§ **Objective**: Please write out every row below word for word, but leave the pictures out.

Records:
■ ■ ■
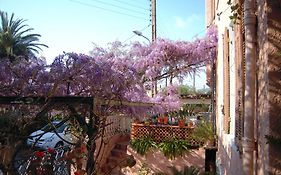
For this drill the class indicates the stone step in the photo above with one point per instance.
(122, 145)
(118, 153)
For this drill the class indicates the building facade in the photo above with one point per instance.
(247, 85)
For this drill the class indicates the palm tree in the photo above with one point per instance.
(15, 40)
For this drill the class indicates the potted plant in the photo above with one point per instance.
(165, 118)
(181, 120)
(203, 133)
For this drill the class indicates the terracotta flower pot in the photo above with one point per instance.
(160, 120)
(166, 120)
(181, 123)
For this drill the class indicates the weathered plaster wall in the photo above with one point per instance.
(229, 160)
(274, 81)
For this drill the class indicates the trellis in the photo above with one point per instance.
(161, 132)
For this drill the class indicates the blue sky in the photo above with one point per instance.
(73, 25)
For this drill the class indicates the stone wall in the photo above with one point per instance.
(274, 81)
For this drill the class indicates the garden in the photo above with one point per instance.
(84, 90)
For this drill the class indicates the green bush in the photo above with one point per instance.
(172, 148)
(142, 145)
(203, 132)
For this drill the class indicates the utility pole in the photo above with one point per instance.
(153, 19)
(153, 24)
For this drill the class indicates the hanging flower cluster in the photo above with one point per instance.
(118, 72)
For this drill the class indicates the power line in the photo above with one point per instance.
(135, 34)
(105, 9)
(117, 6)
(132, 5)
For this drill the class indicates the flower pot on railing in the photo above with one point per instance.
(181, 123)
(160, 120)
(190, 124)
(166, 120)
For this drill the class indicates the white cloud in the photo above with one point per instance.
(186, 22)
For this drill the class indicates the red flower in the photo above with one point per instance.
(39, 154)
(50, 150)
(76, 173)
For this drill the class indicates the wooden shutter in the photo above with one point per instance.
(240, 82)
(226, 86)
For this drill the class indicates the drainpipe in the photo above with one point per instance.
(250, 88)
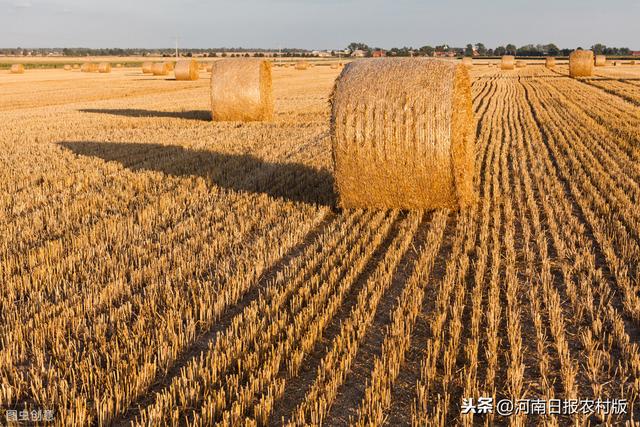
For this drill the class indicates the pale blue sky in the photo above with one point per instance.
(316, 24)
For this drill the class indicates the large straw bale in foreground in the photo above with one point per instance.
(89, 67)
(17, 69)
(508, 62)
(241, 90)
(147, 67)
(581, 63)
(160, 69)
(104, 67)
(402, 134)
(187, 70)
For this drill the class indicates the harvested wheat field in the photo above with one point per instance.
(160, 268)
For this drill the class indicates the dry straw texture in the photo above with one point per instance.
(187, 70)
(160, 69)
(581, 63)
(104, 67)
(89, 67)
(241, 90)
(17, 69)
(402, 134)
(508, 62)
(147, 67)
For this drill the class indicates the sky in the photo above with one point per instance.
(317, 24)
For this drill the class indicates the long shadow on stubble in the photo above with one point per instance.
(240, 172)
(200, 115)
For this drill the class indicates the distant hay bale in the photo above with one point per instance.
(147, 67)
(508, 62)
(17, 69)
(402, 134)
(581, 63)
(187, 70)
(104, 67)
(160, 69)
(89, 67)
(241, 90)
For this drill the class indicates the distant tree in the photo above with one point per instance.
(551, 49)
(468, 51)
(353, 46)
(426, 51)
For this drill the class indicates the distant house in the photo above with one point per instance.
(321, 54)
(444, 54)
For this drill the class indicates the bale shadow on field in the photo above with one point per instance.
(240, 172)
(200, 115)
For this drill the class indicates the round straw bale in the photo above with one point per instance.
(402, 134)
(89, 67)
(187, 70)
(160, 69)
(104, 67)
(147, 67)
(17, 69)
(241, 90)
(581, 63)
(508, 62)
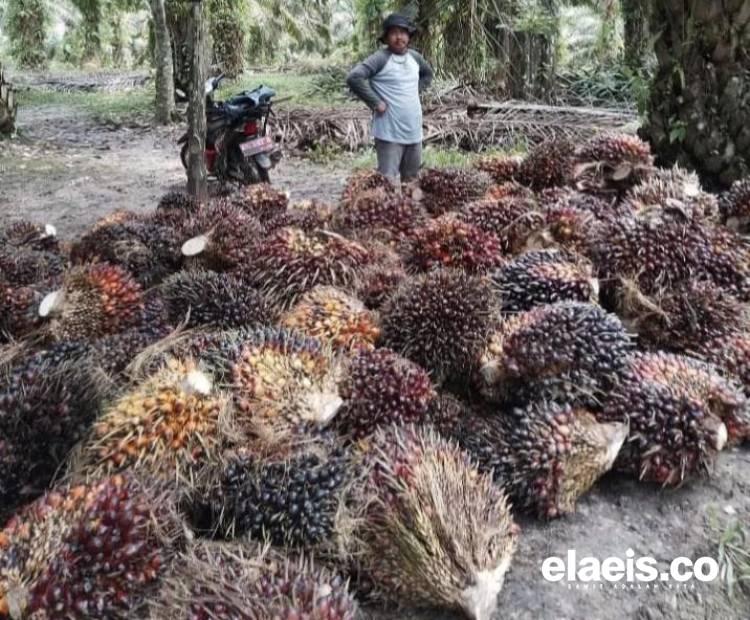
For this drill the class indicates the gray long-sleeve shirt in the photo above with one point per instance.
(397, 80)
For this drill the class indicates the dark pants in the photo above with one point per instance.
(399, 161)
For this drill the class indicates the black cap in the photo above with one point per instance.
(394, 20)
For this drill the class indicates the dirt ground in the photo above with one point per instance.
(67, 170)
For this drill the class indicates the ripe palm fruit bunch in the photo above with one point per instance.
(548, 341)
(735, 206)
(282, 380)
(93, 551)
(291, 262)
(148, 250)
(544, 277)
(46, 406)
(220, 237)
(502, 168)
(549, 164)
(545, 455)
(290, 500)
(380, 388)
(262, 201)
(451, 243)
(449, 189)
(93, 301)
(681, 412)
(612, 162)
(436, 532)
(380, 212)
(26, 234)
(440, 320)
(511, 220)
(203, 297)
(246, 581)
(335, 318)
(167, 427)
(674, 189)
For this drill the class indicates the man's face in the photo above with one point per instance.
(397, 40)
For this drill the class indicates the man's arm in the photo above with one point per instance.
(359, 78)
(425, 71)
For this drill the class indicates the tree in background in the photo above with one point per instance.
(699, 110)
(26, 23)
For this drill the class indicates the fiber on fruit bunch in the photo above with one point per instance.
(220, 236)
(170, 426)
(289, 499)
(440, 320)
(681, 411)
(88, 551)
(379, 213)
(545, 455)
(512, 219)
(246, 581)
(199, 297)
(335, 318)
(290, 262)
(448, 242)
(449, 189)
(436, 532)
(380, 388)
(550, 340)
(544, 277)
(549, 164)
(261, 201)
(93, 301)
(734, 205)
(48, 400)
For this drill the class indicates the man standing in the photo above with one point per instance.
(389, 82)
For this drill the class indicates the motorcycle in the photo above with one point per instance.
(237, 145)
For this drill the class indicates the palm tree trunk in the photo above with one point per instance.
(699, 112)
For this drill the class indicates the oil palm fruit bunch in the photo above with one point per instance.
(451, 243)
(88, 551)
(220, 237)
(502, 168)
(448, 189)
(46, 406)
(201, 297)
(550, 340)
(549, 164)
(246, 581)
(262, 201)
(380, 388)
(93, 301)
(335, 318)
(511, 219)
(291, 262)
(544, 277)
(735, 206)
(289, 500)
(681, 414)
(612, 162)
(169, 426)
(436, 532)
(440, 320)
(545, 455)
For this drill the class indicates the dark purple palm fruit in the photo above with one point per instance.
(544, 277)
(545, 455)
(449, 189)
(380, 388)
(247, 581)
(549, 341)
(682, 412)
(440, 321)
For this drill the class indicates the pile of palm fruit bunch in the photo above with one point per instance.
(385, 384)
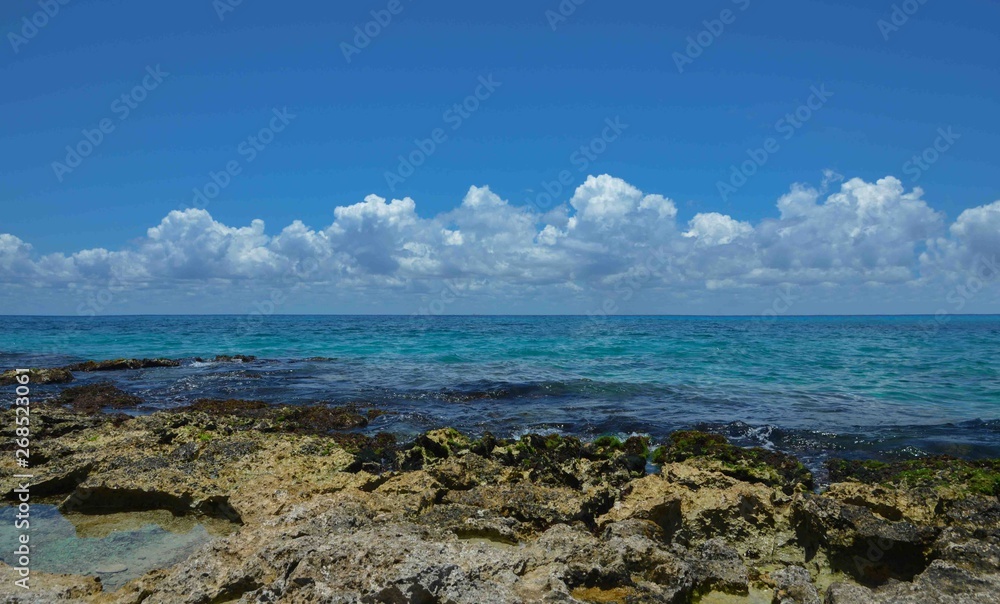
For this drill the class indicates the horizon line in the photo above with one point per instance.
(429, 316)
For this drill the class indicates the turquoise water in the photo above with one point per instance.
(897, 384)
(115, 547)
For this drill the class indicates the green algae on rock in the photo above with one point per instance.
(749, 464)
(342, 516)
(38, 376)
(93, 398)
(979, 477)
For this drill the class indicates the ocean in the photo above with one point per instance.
(812, 386)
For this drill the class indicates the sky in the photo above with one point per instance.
(398, 156)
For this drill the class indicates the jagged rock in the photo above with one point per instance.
(862, 543)
(37, 376)
(93, 398)
(328, 516)
(849, 593)
(793, 585)
(717, 567)
(944, 583)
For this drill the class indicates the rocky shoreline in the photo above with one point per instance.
(326, 514)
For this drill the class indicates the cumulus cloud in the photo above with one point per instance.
(862, 234)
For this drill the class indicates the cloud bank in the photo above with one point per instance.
(610, 243)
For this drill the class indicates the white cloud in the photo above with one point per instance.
(862, 235)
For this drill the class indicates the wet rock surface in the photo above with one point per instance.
(121, 364)
(37, 376)
(327, 514)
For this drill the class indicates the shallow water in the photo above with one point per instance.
(115, 547)
(809, 385)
■ ■ ■
§ **Solution**:
For this drill the class indicates the stone step in the photo above with one point per instance.
(122, 145)
(118, 153)
For this drill the class indicates the building facade in the photo above with one point per instance.
(247, 85)
For this drill the class indicates the palm tree in the photo above with one point per instance.
(15, 40)
For this drill the class indicates the potted plant in the photo above with one point per instance.
(165, 118)
(181, 120)
(203, 133)
For this drill the class indicates the terracotta flower pot in the photo above with one point per instance.
(160, 120)
(166, 120)
(181, 123)
For this drill the class indicates the weathered plaster wall in the photo above with one point per instance.
(229, 160)
(274, 81)
For this drill the class indicates the trellis in the photo above with one point per instance.
(161, 132)
For this drill the class indicates the blue sky in the photo above with one point per instance.
(73, 25)
For this drill the class indicates the stone wall in the photo above with one point per instance.
(274, 81)
For this drill the class indicates the garden in the photo above with one point per instance.
(84, 90)
For this drill the class indicates the green bush in the photo above with one point per instance.
(172, 148)
(142, 145)
(203, 132)
For this drill the class indicates the utility pole in the photo above with one point per instance.
(153, 19)
(153, 24)
For this drill the class indicates the hanging flower cluster in the photo above with one point per instance.
(118, 72)
For this drill the class indicates the power line in the photo above with one point per instance.
(135, 34)
(105, 9)
(117, 6)
(132, 5)
For this drill the class indicates the flower pot on railing in the photo above with one point per instance.
(181, 123)
(160, 120)
(190, 124)
(166, 120)
For this drill the class indicates the white cloud in the photo above with one point per instance.
(186, 22)
For this drill the class indicates the red flower in the photo above with one point per instance.
(39, 154)
(50, 150)
(76, 173)
For this drill the class indicates the wooden shutter in the photo above with one point per instance.
(240, 82)
(226, 86)
For this drill the class indicates the drainpipe in the photo above with one point per instance.
(250, 88)
For this drill the class indicates the pale blue sky in the photo above with one point per instance.
(316, 24)
For this drill the class indicates the large straw bale in foreground in the photo above with one point per instance.
(89, 67)
(17, 69)
(508, 62)
(241, 90)
(147, 67)
(581, 63)
(160, 69)
(104, 67)
(402, 134)
(187, 70)
For this drill the class indicates the harvested wheat field in the photo above with one point per instance.
(160, 268)
For this drill the class indicates the dry straw texture in the photo above with one point per instance.
(187, 70)
(160, 69)
(581, 63)
(104, 67)
(89, 67)
(241, 90)
(17, 69)
(402, 134)
(508, 62)
(147, 67)
For this drill the class indicates the sky in the photo above with one point per instance.
(317, 24)
For this drill the class indicates the long shadow on stubble in the photo above with one point per instance.
(240, 172)
(200, 115)
For this drill the class indicates the distant hay bale in the photo above with one point per instance.
(147, 67)
(508, 62)
(17, 69)
(402, 134)
(581, 63)
(187, 70)
(104, 67)
(160, 69)
(89, 67)
(241, 90)
For this drill the class indicates the distant tree in the photo above with one point per instance.
(551, 49)
(468, 51)
(353, 46)
(426, 51)
For this drill the class indicates the distant house in the photo above with one point per instance.
(321, 54)
(444, 54)
For this drill the class indicates the bale shadow on field in the photo above with one point per instance.
(240, 172)
(200, 115)
For this drill the class indicates the round straw bale in the photo above with one point per instance.
(402, 134)
(89, 67)
(187, 70)
(160, 69)
(104, 67)
(147, 67)
(17, 69)
(241, 90)
(581, 63)
(508, 62)
For this drill the class indicates the gray long-sleeve shirt in the photo above with one point per instance.
(397, 80)
For this drill the class indicates the dark pants in the photo above with one point per instance.
(399, 161)
For this drill the class indicates the black cap in the photo above with one point per instance.
(394, 20)
For this drill the class indicates the dirt ground in the photo above with one point per instance.
(67, 170)
For this drill the class indicates the ripe palm fruit bunch in the photo above with one point per instance.
(548, 341)
(735, 206)
(282, 380)
(93, 551)
(291, 262)
(148, 250)
(544, 277)
(46, 406)
(220, 237)
(502, 168)
(549, 164)
(545, 455)
(290, 500)
(380, 388)
(262, 201)
(451, 243)
(449, 189)
(93, 301)
(681, 412)
(612, 162)
(436, 532)
(380, 212)
(26, 234)
(440, 320)
(511, 220)
(203, 297)
(246, 581)
(335, 318)
(167, 427)
(674, 189)
For this drill the class indicates the man's face in the photo above with one point per instance.
(397, 40)
For this drill the class indicates the man's arm in the photo above with one point per instance.
(359, 78)
(425, 71)
For this drill the class indicates the tree in background in the photo above with one point per instance.
(699, 110)
(26, 23)
For this drill the class indicates the fiber on fruit bunch in the photo above with one point per instance.
(220, 236)
(170, 426)
(289, 499)
(440, 320)
(681, 411)
(88, 551)
(379, 213)
(545, 455)
(512, 219)
(246, 581)
(199, 297)
(335, 318)
(290, 262)
(448, 242)
(449, 189)
(436, 532)
(380, 388)
(550, 340)
(544, 277)
(549, 164)
(261, 201)
(93, 301)
(734, 205)
(48, 400)
For this drill the class indicates the man standing in the photo above with one point per instance.
(389, 82)
For this drill the class indicates the motorcycle in the photo above with one point per instance.
(237, 145)
For this drill the class indicates the palm tree trunk in the photo above with one point per instance.
(699, 112)
For this drill the class indicates the oil palm fruit bunch in the photo above with one point per instance.
(451, 243)
(88, 551)
(220, 237)
(502, 168)
(448, 189)
(46, 406)
(201, 297)
(550, 340)
(549, 164)
(246, 581)
(262, 201)
(380, 388)
(93, 301)
(335, 318)
(511, 219)
(291, 262)
(544, 277)
(735, 206)
(289, 500)
(681, 414)
(612, 162)
(169, 426)
(436, 532)
(440, 320)
(545, 455)
For this drill the class indicates the dark purple palm fruit in the photo above with one point per instance.
(544, 277)
(545, 455)
(449, 189)
(380, 388)
(247, 581)
(549, 341)
(682, 412)
(440, 321)
For this drill the class indicates the pile of palm fruit bunch in the photo above with one point per instance.
(385, 384)
For this drill the class indicates the horizon line in the photo above with one point per instance.
(429, 316)
For this drill the class indicates the turquoise water in the photo above with one point per instance.
(897, 384)
(115, 547)
For this drill the class indicates the green algae on rock in the photo above with one point per instance.
(749, 464)
(342, 516)
(38, 376)
(93, 398)
(979, 477)
For this drill the class indicates the ocean in the photo above with one point per instance.
(812, 386)
For this drill the class indicates the sky in the photo above with one point per instance.
(398, 156)
For this drill the class indicates the jagged rock in the photo above with one point per instance.
(862, 543)
(37, 376)
(93, 398)
(328, 516)
(849, 593)
(793, 585)
(717, 567)
(944, 583)
For this drill the class indicates the rocky shoreline in the photo above with one point per instance.
(326, 514)
For this drill the class indicates the cumulus cloud in the photo above with one point per instance.
(862, 234)
For this drill the class indicates the cloud bank in the photo above with one point per instance.
(610, 243)
For this drill the class indicates the white cloud in the photo above with one point per instance.
(862, 235)
For this drill the class indicates the wet rock surface in the photo above with one point per instance.
(121, 364)
(37, 376)
(327, 514)
For this drill the class indicates the shallow water in the photo above with one point per instance.
(115, 547)
(809, 385)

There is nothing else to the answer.